-- What this task involves --
Rescale everything from the top of the listing down to the line containing "[307,12,342,25]", that line included, and reproduce only that stretch. Copy each line with its other text unchanged, but multiply every bounding-box coordinate by 1.8 and round to the nearest whole number, with halves rounded up.

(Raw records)
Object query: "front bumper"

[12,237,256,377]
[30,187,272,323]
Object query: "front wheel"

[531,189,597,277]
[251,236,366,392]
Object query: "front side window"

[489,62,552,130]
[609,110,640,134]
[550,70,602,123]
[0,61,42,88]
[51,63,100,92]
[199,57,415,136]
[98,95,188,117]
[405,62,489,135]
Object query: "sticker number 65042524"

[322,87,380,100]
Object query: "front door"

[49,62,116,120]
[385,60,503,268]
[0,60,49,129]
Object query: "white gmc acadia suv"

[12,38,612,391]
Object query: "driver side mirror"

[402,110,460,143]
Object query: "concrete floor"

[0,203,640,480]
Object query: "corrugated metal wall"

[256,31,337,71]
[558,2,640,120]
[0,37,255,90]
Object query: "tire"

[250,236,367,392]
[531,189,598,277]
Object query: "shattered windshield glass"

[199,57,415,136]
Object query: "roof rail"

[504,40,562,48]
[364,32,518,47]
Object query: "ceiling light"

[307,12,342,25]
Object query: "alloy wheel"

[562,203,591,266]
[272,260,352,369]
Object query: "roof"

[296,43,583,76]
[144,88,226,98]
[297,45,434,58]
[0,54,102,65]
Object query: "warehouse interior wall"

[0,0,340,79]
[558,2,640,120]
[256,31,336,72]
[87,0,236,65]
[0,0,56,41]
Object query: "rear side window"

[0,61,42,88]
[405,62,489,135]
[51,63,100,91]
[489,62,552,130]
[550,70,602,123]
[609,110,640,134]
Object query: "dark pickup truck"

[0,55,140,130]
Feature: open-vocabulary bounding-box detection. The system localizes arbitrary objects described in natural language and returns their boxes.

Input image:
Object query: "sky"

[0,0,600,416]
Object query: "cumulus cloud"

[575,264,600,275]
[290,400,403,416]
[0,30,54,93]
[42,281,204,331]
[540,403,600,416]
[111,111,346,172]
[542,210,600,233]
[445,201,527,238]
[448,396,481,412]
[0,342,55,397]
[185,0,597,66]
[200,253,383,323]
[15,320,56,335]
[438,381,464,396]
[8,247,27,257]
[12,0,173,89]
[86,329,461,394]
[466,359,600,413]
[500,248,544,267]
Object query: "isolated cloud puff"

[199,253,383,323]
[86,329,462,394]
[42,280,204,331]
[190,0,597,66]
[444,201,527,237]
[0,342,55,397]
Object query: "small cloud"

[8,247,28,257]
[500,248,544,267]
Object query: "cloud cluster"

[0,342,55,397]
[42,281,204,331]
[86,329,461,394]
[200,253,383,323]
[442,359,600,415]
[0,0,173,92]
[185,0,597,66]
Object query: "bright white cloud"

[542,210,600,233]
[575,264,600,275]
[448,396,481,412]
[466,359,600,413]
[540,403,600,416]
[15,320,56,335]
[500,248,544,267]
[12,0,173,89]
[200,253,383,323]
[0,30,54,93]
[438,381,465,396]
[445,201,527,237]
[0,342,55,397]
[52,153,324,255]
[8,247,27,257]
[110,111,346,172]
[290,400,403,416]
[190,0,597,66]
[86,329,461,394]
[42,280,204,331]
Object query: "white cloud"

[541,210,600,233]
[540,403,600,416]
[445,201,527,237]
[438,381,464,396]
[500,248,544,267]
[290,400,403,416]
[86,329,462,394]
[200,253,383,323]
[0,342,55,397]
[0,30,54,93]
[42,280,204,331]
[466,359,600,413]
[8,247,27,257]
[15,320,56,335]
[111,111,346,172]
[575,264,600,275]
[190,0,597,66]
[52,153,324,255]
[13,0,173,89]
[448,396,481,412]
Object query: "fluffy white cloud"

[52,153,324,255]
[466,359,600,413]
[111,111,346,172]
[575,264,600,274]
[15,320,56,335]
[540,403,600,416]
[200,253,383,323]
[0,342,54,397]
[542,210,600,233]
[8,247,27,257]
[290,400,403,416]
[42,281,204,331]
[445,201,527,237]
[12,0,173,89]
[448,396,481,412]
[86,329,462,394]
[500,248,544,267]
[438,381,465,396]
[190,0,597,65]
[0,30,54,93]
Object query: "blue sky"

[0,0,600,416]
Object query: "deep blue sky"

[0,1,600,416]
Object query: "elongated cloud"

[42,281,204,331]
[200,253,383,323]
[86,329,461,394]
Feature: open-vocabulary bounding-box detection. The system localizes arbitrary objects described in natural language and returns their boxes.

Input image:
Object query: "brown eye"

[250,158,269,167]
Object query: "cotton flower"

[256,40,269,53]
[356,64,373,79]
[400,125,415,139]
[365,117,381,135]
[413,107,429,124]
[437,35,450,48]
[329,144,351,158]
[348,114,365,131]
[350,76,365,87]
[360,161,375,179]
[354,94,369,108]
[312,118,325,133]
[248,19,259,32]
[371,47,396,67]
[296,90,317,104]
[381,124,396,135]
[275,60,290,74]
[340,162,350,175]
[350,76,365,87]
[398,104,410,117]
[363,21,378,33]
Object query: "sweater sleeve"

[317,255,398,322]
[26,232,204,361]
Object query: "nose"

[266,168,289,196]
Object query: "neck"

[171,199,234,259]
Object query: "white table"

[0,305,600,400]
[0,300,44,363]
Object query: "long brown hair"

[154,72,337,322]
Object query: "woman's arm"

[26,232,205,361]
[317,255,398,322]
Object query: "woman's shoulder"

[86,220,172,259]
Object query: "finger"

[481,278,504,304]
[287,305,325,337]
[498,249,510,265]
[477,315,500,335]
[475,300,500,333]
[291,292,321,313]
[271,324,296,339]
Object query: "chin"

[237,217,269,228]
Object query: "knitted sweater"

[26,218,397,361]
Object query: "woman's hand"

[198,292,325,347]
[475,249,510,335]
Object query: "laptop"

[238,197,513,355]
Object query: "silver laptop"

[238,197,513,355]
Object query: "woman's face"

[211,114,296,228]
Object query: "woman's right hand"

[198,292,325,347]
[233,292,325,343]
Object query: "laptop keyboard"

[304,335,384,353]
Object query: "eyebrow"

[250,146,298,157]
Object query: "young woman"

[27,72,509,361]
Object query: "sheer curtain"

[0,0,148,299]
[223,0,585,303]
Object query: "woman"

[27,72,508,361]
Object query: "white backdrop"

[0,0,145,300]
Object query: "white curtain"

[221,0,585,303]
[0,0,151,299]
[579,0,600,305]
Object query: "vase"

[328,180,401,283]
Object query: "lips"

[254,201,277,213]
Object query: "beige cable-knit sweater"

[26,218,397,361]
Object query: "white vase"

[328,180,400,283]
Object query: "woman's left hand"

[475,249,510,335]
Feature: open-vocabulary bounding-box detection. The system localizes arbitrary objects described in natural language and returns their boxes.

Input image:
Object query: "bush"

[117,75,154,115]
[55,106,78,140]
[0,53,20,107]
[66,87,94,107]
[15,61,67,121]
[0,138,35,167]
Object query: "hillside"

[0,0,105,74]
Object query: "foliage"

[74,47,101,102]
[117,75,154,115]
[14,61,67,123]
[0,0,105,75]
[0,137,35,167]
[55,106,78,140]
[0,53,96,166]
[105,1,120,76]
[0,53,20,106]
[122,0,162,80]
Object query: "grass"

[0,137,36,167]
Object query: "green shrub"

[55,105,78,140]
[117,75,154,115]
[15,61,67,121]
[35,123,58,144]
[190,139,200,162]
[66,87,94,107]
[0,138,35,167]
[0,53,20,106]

-- Complete response --
Object query: "front bumper"

[22,427,461,679]
[54,337,490,581]
Object query: "front wheel"

[956,340,1075,499]
[452,425,659,706]
Object query: "front side window"

[880,112,994,234]
[1096,198,1152,241]
[990,126,1084,221]
[0,110,76,158]
[92,113,180,166]
[358,103,747,245]
[176,171,338,211]
[729,112,880,243]
Object query: "sticker number 65042524"

[580,157,684,180]
Object query: "front door"

[88,112,209,216]
[693,108,905,482]
[0,108,88,232]
Object query: "white gmc acadia suv"

[22,68,1102,704]
Object query: "driver side mirror"

[724,198,828,257]
Object query: "concrete floor"

[0,365,1152,864]
Object query: "corrugated metal wall"

[461,56,607,128]
[1004,4,1152,216]
[0,67,459,162]
Object query: "tire"

[450,425,661,706]
[956,340,1076,499]
Object query: "shattered windshield glass"

[358,103,747,245]
Object query: "roof rail"

[907,72,1012,86]
[655,58,932,85]
Object query: "ceiling light"

[553,22,616,45]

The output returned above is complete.